Gespeicherte Daten:
▶
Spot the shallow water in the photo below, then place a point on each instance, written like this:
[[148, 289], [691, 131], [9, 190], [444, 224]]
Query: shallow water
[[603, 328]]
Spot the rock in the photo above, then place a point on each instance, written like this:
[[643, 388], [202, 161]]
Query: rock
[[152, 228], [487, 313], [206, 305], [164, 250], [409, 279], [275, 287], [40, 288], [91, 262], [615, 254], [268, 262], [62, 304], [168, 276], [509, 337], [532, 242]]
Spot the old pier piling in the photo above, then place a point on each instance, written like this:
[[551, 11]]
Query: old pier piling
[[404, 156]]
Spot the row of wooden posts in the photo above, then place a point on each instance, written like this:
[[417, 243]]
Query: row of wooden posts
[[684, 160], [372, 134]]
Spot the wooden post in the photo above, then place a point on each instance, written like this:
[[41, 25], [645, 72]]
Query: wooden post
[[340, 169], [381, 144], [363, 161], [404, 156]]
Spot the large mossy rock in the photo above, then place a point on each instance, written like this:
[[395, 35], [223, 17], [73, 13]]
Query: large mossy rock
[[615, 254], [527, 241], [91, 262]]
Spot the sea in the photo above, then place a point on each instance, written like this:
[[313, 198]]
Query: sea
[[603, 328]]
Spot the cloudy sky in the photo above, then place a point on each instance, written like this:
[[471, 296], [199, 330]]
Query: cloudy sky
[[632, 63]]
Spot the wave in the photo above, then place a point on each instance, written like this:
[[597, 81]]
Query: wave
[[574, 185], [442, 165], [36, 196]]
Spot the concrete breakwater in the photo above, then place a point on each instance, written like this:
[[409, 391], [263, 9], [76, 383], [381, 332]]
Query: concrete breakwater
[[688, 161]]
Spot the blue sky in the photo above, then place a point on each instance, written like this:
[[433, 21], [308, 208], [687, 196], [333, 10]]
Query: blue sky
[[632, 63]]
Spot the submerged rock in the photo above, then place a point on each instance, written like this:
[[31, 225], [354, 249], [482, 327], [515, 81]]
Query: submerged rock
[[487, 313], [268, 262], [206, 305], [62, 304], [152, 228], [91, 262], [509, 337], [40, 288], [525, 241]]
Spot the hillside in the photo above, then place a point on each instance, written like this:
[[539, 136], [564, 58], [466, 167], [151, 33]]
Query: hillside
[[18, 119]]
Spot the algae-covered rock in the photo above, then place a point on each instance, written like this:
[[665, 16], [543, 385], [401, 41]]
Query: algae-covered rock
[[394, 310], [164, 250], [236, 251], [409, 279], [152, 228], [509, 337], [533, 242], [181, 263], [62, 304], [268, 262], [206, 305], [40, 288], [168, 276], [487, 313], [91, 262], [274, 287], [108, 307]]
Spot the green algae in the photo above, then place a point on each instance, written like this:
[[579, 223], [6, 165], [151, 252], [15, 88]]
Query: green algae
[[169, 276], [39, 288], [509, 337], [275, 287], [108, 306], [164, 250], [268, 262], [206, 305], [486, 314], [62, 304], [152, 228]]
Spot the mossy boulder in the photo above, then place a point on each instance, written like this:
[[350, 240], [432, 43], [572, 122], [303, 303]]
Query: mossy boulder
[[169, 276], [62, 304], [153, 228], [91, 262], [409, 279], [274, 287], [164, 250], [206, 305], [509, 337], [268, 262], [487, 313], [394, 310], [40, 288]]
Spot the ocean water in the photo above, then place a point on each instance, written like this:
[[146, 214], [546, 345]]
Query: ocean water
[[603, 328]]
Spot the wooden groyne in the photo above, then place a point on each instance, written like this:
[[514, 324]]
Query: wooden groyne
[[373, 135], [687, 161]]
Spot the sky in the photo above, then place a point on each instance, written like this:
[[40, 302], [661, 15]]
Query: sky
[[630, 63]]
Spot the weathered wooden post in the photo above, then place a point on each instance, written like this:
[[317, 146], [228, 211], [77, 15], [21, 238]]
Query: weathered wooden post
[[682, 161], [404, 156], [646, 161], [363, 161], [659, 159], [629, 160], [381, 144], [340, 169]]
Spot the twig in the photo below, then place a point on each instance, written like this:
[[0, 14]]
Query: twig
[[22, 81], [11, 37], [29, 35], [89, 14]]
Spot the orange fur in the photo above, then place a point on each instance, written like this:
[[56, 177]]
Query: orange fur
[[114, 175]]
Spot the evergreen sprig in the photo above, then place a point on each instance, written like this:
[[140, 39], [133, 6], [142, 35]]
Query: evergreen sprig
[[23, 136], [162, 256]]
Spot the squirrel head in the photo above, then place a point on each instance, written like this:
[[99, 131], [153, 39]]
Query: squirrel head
◀
Formatiere die Zeilen des Materials zwischen der Zeile mit "Spot the sky" und der Zeile mit "[[630, 63]]", beide einschließlich, als nummerierte Liste ohne Leerzeilen.

## LÖSUNG ZUR ÜBUNG
1. Spot the sky in the photo above, then place a point on each instance, written like this:
2. [[40, 302], [661, 15]]
3. Query: sky
4. [[630, 63]]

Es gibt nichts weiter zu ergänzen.